* Brano:

Nelle opinioni espresse sui fatti dell’Emilia sta già serpeggiando il tentativo di utilizzare quella che, se sarà ulteriormente dimostrato, è stata una procedura sbagliata e un abuso istituzionale, per arrivare a concludere che, quando le madri denunciano abusi sessuali sulla prole, accade perché le stesse hanno “plagiato” (inducendo in loro false verità) le figlie/i magari strumentalizzandoli ai fini di ottenere una separazione a loro vantaggio.
Questo tentativo di discredito non è nuovo in quanto era la teoria più importante che la P.A.S. (Sindrome di Alienazione Parentale) poi decretata fuori legge ma ormai fatta entrare nella mente di troppe persone e ri-entrata in vari modi nelle sedi istituzionali, ha portato avanti per decenni.

* Dati archiviati:
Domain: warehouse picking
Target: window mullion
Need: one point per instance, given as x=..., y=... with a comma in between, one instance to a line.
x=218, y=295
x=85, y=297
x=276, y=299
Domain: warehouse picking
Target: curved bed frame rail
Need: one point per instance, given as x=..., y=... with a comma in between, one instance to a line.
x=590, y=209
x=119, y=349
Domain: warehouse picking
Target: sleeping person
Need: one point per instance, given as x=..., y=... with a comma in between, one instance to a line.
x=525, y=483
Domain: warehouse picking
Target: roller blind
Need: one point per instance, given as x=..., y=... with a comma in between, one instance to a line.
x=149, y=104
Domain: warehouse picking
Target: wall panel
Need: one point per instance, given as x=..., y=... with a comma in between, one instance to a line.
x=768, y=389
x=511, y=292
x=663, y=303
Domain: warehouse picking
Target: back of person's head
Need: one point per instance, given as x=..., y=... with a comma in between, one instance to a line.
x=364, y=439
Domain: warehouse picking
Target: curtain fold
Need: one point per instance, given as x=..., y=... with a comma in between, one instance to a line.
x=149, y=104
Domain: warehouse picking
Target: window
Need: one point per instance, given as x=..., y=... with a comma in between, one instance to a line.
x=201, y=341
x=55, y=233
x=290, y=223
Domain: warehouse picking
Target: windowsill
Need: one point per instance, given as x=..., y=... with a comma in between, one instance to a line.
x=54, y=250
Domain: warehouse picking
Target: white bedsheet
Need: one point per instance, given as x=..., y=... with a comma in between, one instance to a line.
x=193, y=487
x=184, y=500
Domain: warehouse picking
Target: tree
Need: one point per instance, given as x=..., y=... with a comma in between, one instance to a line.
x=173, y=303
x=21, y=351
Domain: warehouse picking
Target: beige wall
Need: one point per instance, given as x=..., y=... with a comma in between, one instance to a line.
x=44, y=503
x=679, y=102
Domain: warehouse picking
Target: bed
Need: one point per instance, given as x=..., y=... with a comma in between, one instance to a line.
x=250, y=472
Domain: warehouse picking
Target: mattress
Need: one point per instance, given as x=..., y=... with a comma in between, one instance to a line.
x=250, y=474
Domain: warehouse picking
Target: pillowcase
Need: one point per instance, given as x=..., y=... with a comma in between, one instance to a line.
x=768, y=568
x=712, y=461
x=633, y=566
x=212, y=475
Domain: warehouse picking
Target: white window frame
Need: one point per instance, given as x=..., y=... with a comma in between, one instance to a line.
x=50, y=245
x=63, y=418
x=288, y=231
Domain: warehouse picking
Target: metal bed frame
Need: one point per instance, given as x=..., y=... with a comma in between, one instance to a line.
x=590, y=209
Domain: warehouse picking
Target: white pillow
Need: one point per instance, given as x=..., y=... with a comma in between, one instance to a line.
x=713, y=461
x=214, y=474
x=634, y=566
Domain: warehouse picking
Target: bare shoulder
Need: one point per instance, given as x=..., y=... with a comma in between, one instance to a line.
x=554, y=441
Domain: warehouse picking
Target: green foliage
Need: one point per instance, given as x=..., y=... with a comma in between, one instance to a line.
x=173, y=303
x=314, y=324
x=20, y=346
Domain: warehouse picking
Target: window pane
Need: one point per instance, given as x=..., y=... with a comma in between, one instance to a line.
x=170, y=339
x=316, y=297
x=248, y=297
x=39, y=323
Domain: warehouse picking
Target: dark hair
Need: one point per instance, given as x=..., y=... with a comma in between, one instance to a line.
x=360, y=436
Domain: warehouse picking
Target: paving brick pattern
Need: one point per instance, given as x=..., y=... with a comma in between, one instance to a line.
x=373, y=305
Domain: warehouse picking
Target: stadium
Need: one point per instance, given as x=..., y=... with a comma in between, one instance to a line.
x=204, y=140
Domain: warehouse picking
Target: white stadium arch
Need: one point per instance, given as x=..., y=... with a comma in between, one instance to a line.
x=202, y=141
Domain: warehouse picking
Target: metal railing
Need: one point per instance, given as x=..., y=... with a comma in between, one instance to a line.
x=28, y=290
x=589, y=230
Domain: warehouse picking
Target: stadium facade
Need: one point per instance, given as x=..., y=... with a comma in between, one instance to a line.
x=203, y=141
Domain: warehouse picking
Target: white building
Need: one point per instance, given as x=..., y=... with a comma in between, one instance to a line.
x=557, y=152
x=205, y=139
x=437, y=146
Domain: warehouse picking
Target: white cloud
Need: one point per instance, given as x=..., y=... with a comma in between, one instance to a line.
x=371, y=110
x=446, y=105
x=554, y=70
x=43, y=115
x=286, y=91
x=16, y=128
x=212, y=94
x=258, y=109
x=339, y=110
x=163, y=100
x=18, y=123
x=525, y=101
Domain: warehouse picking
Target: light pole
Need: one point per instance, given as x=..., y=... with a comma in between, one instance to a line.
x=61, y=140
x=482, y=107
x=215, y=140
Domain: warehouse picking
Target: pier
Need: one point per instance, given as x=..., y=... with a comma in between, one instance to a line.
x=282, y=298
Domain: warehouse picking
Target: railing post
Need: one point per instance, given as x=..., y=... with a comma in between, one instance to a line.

* Parti dell'esercizio:
a) Per favore, indica se ciascuna affermazione concorda con il brano sui fatti dell'Emilia, rispondendo sì o no e citando le parole del brano che lo decidono: (i) la P.A.S. è stata decretata fuori legge; (ii) il tentativo di discredito descritto è una novità; (iii) la P.A.S. non è più presente nelle sedi istituzionali.
b) Prosegui il brano sui fatti dell'Emilia a partire dall'ultima frase.
Le righe costituiscono un materiale a sé, separato dal brano.

* Risposte ai compiti:
a)
(i) Sì: «poi decretata fuori legge».
(ii) No: «Questo tentativo di discredito non è nuovo».
(iii) No: «ri-entrata in vari modi nelle sedi istituzionali».

b)
Ultimamente il disegno di legge Pillon, ritirato per le proteste e le lotte soprattutto delle donne ma per fortuna non solo, andava di nuovo in questa terrificante direzione. E’ essenziale ricordare che gli abusi sessuali sulle minori sono sempre esistiti e in numeri più che rilevanti e, fino a poco tempo fa nei paesi occidentali e ancora oggi in altre zone del mondo, ritenuti addirittura normali (matrimoni con bambine di 12-13- anni quando va bene). Che gli abusi sessuali domestici su piccole/i anche in tenerissima età sono ancora un numero spaventoso e attraversano tutti gli strati sociali e culturali e che le bambine e i bambini che li raccontano devono essere creduti perché dicono la verità. Quei bambini/e che riescono a svelare ciò che li turba e che subiscono, non lo fanno con l’assistente sociale o con lo psicologo ma, quasi esclusivamente, con le loro madri le quali, purtroppo, non sempre hanno la forza e il coraggio di denunciare per paura, per vergogna e per timore di sottoporre i bambini/e allo stress di tutto ciò che comporta l’inevitabile accertamento dei fatti.
Attenzione quindi al tentativo di strumentalizzare le vicende dell’Emilia per sostenere che ai bambini si può far dire tutto ciò che vogliamo e che tanti abusi su di loro sono invenzioni costruite.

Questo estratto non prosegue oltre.